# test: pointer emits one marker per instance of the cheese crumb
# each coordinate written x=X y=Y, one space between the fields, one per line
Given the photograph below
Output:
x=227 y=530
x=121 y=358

○ ○ ○ ○ ○

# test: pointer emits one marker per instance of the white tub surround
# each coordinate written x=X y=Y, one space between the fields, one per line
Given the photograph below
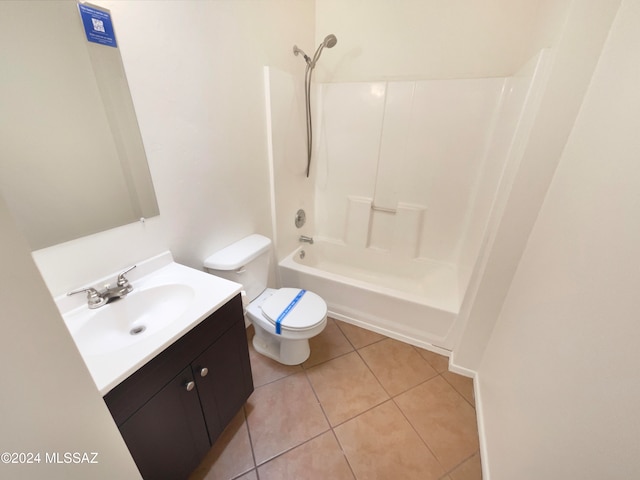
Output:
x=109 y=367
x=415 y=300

○ ○ ○ ○ ○

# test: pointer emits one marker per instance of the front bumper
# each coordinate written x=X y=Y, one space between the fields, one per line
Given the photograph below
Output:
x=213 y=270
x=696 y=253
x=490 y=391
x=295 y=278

○ ○ ○ ○ ○

◆ EXERCISE TASK
Rewrite the lines from the one containing "# test: pointer emits one marker per instance of the cheese" through the one containing "x=121 y=358", inclusive, with "cheese crumb" replaced by "cracker crumb" and nothing else changed.

◆ ANSWER
# test: pointer emits one marker per instance of the cracker crumb
# each coordinate written x=X y=Y, one space between the fields, one per line
Given the photograph below
Output:
x=227 y=530
x=121 y=358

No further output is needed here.